Verilen metin:
━━━━
Cuma Hutbesi niyetine…
İslam insanı temel alarak, evrenin en mükemmel canlısı yani eşref-i mahlukat kabul eder.
Toplum ve halkı da bir sömürü aracı değil Allah'ın bir emaneti olarak görür.
Devlet ise İslam toplumlarının ayrılmaz ve olmazsa olmaz derecede bir parçasıdır.
Bu bütünleşme ve uyumun mayası da adalettir.
Onun içindir ki devlet başkanı adaletli olmalıdır.
Türk İslam kültüründe yöneticinin adaletli olması istenmiş, adaletli olmayan idarecilerin görevine son verilmesi öngörülmüştür.
Devlet başkanının fasıklığı sebebiyle azledilip azledilmeyeceği bile tartışılırken, adaleti terk eden devlet başkanının görevden alınması konusu kesin hükme bağlanmıştır.
Maverdi bunu şöyle izah etmiştir:
Devlet başkanının halinin değişmesi ile görevine son verilmesini gerektiren iki durum vardır:
Devlet başkanının adaleti terk etmesi,
Devlet başkanının görevi yerine getirmesine bir bedeni engelin ve noksanlığın ve hastalığının ortaya çıkması…
İslam tarihinde adaletin timsali olarak kabul edilen Hz. Ömer, Ebu Musa el-Eşari’ye gönderdiği meşhur mektubunda;
“Halka karşı bakışında, yönelişinde, adaletinde ve huzurunda oturmalarında insanlar arasında eşitliğe dikkat et! Ta ki şerefli ve soylu bir kimse senin haksızlık yapacağına umut bağlamasın, zayıf olan bir kimse de adaletinden ümit kesmesin” demiştir.
━━━━
Verilen veriler:
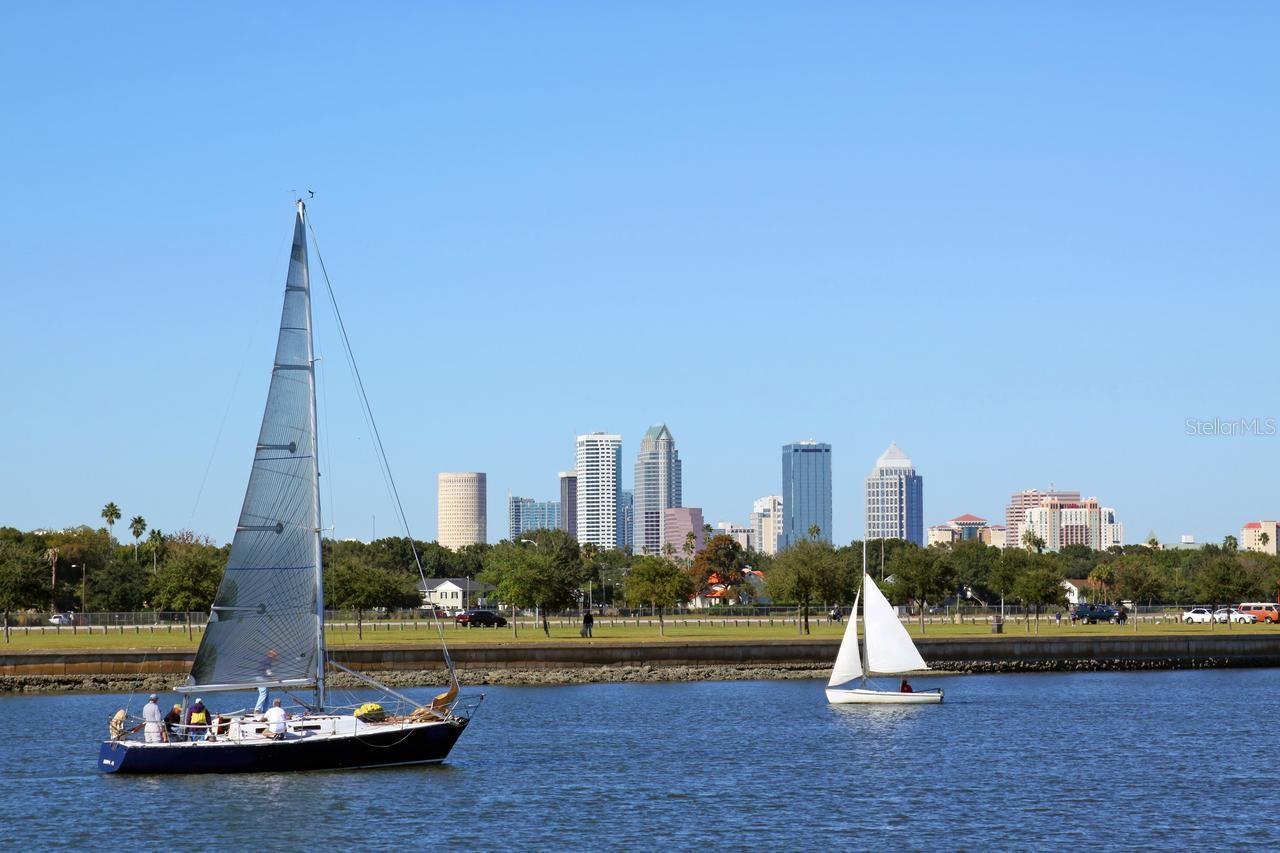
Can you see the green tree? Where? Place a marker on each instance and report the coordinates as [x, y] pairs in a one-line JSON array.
[[1032, 542], [137, 527], [361, 585], [544, 576], [1138, 578], [112, 514], [805, 573], [722, 557], [188, 579], [1040, 585], [1105, 576], [22, 583], [658, 583], [922, 575], [973, 562]]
━━━━
Yazılı görevler:
#1 Adalet konulu metni iki cümleyle özetleyin.
#2 Adalet konulu metnin devamını, bittiği yerden başlayarak yazın.

Alıştırma yanıtları:
#1 İslam insanı eşref-i mahlukat, halkı Allah'ın emaneti sayar, devleti de toplumun ayrılmaz bir parçası olarak görür; bu bütünlüğün mayası adalet olduğu için devlet başkanının adaletli olması gerekir. Türk İslam kültüründe adaleti terk eden devlet başkanının görevden alınması kesin hükme bağlanmıştır; Maverdi bunu görevden almayı gerektiren iki durumdan biri olarak açıklamış, Hz. Ömer de Ebu Musa el-Eşari'ye gönderdiği mektupta insanlar arasında eşitliğe dikkat edilmesini istemiştir.

#2
Hz. Ömer, yine bir başka hutbesinde der ki:
“Beni hak din ile gönderen Allah'a yemin ederim ki, Fırat kenarında bir deve kaybolacak olursa veya helak olacak olursa Allah beni ondan sorumlu tutmasından korkuyorum.”
İslam dini yöneticinin Müslümanlar arasında barış yapmasına da müsaade etmiştir, ama bu barış hiçbir zaman helali haram, haramı helal kılmamalıdır.
Suç bağışlama fazilet, cezalandırma ise adalettir. Faziletle adalet arasındaki yol, yerle gök arasındaki mesafe kadar uzaktır ve her zaman faziletli olmak tercih edilmiştir.
Yönetici ve idareci yönettiği insanların görüşlerine sık sık başvurmalı, onları dinlemeli, görüşlerine değer vermelidir.
Sasani İmparatorluğunda her ayın ilk haftasında halktan herhangi bir kimse, hükümdarın divanına çıkıp şikâyetini doğrudan iletme hakkına sahipti.
Nizamü'l-Mülk bu konuyu siyasetnamesinde şöyle izah eder; “Onlar haftada iki gün halktan şikâyetlerini dinleyeler ve haklının hakkını haksızdan alalar, adaleti yerine getireler, Aracı olmaksızın kendi kulaklarıyla halkın sözlerini dinleyeler. Bundan maksat, bu haberin memleket içinde yayılması ve zalimlerin kötülük yapmaktan çekinmeleridir.”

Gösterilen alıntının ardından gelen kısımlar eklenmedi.